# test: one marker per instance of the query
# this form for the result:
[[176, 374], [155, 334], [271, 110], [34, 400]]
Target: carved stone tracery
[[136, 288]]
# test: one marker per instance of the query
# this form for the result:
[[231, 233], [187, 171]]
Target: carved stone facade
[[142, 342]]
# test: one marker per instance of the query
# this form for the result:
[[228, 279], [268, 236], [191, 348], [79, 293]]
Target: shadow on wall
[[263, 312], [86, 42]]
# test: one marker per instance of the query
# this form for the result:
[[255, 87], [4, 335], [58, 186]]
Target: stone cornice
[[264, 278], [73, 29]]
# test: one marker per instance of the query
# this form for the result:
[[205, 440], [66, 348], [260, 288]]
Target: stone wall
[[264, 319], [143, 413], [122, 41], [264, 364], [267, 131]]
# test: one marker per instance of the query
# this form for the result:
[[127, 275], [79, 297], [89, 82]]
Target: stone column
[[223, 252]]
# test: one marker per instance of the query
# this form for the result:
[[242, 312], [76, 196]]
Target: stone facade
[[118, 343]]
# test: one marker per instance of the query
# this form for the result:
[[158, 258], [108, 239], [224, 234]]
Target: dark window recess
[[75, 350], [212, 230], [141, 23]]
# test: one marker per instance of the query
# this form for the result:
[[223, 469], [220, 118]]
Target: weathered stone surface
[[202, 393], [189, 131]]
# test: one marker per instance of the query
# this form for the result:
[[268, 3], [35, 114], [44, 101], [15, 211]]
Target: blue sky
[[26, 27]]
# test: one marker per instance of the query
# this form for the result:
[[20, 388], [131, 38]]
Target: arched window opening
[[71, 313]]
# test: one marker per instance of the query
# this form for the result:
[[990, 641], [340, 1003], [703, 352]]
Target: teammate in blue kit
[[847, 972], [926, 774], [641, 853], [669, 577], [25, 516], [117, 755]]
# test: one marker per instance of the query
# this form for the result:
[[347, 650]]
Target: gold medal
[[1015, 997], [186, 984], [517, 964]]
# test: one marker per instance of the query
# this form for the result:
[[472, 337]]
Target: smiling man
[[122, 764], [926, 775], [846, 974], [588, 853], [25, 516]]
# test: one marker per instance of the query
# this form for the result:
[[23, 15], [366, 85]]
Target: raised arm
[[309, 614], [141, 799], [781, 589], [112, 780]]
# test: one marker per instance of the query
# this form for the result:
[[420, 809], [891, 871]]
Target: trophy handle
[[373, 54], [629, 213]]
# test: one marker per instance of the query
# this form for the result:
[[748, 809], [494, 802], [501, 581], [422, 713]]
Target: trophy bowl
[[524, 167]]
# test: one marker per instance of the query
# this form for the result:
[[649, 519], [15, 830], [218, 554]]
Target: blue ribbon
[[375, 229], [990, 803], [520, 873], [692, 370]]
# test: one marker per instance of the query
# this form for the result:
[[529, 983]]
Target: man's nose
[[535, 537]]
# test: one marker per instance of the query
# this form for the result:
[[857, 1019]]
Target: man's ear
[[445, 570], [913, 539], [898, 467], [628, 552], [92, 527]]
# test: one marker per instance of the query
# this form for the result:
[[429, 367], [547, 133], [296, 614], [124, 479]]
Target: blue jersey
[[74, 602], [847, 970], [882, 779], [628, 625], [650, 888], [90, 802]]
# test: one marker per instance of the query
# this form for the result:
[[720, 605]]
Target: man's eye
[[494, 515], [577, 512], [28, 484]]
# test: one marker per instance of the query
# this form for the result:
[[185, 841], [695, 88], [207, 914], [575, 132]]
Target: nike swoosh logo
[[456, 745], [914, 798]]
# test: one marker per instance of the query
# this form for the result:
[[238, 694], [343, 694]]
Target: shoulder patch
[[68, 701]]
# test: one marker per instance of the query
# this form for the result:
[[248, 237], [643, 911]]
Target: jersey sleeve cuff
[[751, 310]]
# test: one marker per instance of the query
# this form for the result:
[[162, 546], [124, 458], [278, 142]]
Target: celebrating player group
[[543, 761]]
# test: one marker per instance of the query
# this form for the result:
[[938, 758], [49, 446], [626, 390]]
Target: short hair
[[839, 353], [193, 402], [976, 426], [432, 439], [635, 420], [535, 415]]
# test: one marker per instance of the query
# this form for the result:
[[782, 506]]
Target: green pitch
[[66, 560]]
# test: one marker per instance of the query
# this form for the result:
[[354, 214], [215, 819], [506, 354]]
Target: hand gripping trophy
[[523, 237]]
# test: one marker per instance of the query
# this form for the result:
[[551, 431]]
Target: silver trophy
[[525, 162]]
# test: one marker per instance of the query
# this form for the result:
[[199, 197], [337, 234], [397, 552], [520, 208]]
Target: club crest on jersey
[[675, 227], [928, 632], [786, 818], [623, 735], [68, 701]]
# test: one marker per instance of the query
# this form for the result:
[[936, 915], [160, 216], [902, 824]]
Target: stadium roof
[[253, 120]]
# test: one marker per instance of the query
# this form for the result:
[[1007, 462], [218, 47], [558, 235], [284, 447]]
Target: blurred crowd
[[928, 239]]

### [Written request]
The records above need to be transcribed in full. Keep every character unchanged.

### [Worked answer]
# test: one marker per instance of the query
# this form for the result:
[[176, 374], [155, 334], [271, 110], [34, 400]]
Target: carved stone tracery
[[136, 288]]
# test: one marker per instance of the query
# this form for the result:
[[231, 233], [187, 171]]
Target: carved stone facade
[[142, 342]]
# test: one marker per instance of the query
# this form for the result:
[[228, 279], [268, 236], [191, 348], [79, 293]]
Target: shadow on wall
[[263, 312], [86, 42]]
# test: one marker per instance of the query
# this form for the result:
[[255, 87], [4, 335], [58, 186]]
Target: stone cornice
[[264, 278], [73, 29]]
# test: one marker per instance of the query
# this form for the result:
[[205, 440], [66, 348], [260, 288]]
Target: stone wall
[[264, 319], [143, 413], [122, 41], [264, 364], [267, 131]]
# test: one marker per instance of the query
# this form for the result:
[[127, 275], [79, 297], [89, 82]]
Target: stone column
[[223, 252]]
# test: one marker per instance of the query
# this form for the result:
[[242, 312], [76, 196]]
Target: stone facade
[[118, 343]]
# test: one marker per instance of the query
# this form for the result:
[[158, 258], [108, 239], [224, 234]]
Target: dark window recess
[[75, 350], [212, 230], [141, 23]]
# test: one marker per instance of the query
# this form for the result:
[[223, 469], [220, 118]]
Target: weathered stone surface
[[202, 393], [189, 131]]
# test: one marker per instance of the query
# this form for the result:
[[268, 3], [35, 114], [44, 101], [15, 211]]
Target: blue sky
[[26, 27]]
# test: one marker per instance of the query
# this form for the result:
[[20, 388], [131, 38]]
Target: arched window opening
[[71, 313]]
# test: one marker per instance of the query
# this form for the result:
[[990, 641], [340, 1003], [703, 352]]
Target: teammate in blue kit
[[847, 972], [926, 774], [641, 853], [669, 577], [25, 516], [117, 755]]
# test: one marker per instance of the query
# this form for the result:
[[347, 650]]
Target: gold medal
[[1015, 997], [186, 984], [517, 964]]
# test: one marker per instance of the query
# this form for the result:
[[472, 337]]
Target: smiling man
[[122, 764], [926, 775], [846, 974], [588, 853], [25, 516]]
# test: one marker per instance of the query
# this form for the result:
[[23, 15], [366, 85]]
Target: raised arm
[[309, 614], [141, 799], [781, 589], [112, 780]]
# test: one marker per instance of the query
# this form for the result:
[[420, 809], [891, 871]]
Target: trophy handle
[[373, 54], [629, 213]]
# test: one marker per instance of the query
# this form for the result:
[[748, 809], [494, 802], [501, 581], [422, 713]]
Target: trophy bowl
[[524, 167]]
# test: one marker per instance of the query
# this form for the result:
[[649, 519], [15, 830], [218, 554]]
Target: blue ribbon
[[375, 229], [990, 803], [520, 873], [692, 370]]
# test: one marker per instance of the query
# this form for the result:
[[529, 983]]
Target: man's nose
[[535, 537]]
# test: one marker per instance of the query
# this form for the result:
[[857, 1019]]
Target: man's ear
[[445, 570], [913, 539], [898, 467], [628, 552], [92, 527]]
# test: one marker per instance of the query
# this form for the result:
[[429, 367], [547, 133], [296, 614], [124, 479]]
Target: blue jersey
[[74, 602], [847, 970], [882, 779], [628, 625], [650, 888], [90, 802]]
# test: one marker per instance of the query
# this form for the result:
[[720, 605]]
Target: man's eye
[[494, 515], [577, 512], [28, 484]]
# test: one marker per instance of the query
# this form for the result:
[[185, 841], [695, 88], [207, 914], [575, 132]]
Target: nike swoosh logo
[[456, 745], [914, 798]]
# test: one marker per instance of the query
# this form for the result:
[[238, 694], [343, 694]]
Target: shoulder patch
[[68, 701]]
# test: one marker per instance of the query
# this form for the result:
[[248, 237], [643, 911]]
Target: jersey sleeve cuff
[[751, 310]]
# test: one marker per instance of the query
# this form for the result:
[[162, 546], [124, 458], [278, 142]]
Target: celebrating player group
[[543, 761]]
# test: one marker per instance of the query
# this form for the result:
[[938, 758], [49, 446], [626, 390]]
Target: short hair
[[839, 353], [193, 402], [976, 426], [432, 439], [635, 420], [535, 415]]
# test: one marker per instance of the query
# this form for the result:
[[782, 506]]
Target: green pitch
[[66, 560]]
# test: one marker per instance of the query
# this form for the result:
[[354, 214], [215, 819], [506, 354]]
Target: hand gripping trophy
[[523, 237]]
# test: one marker per instance of the query
# this form for the result:
[[551, 431]]
Target: silver trophy
[[525, 162]]
# test: one marker per instance of the query
# this form for the result:
[[199, 197], [337, 234], [397, 552], [520, 208]]
Target: club crest on jersey
[[675, 227], [928, 632], [786, 818], [623, 735], [68, 701]]
# test: one marker per instance of the query
# this form for the result:
[[936, 915], [160, 216], [902, 824]]
Target: stadium roof
[[253, 120]]
# test: one marker per instance of the query
# this form for the result:
[[1007, 462], [218, 47], [558, 235], [284, 447]]
Target: blurred crowd
[[928, 239]]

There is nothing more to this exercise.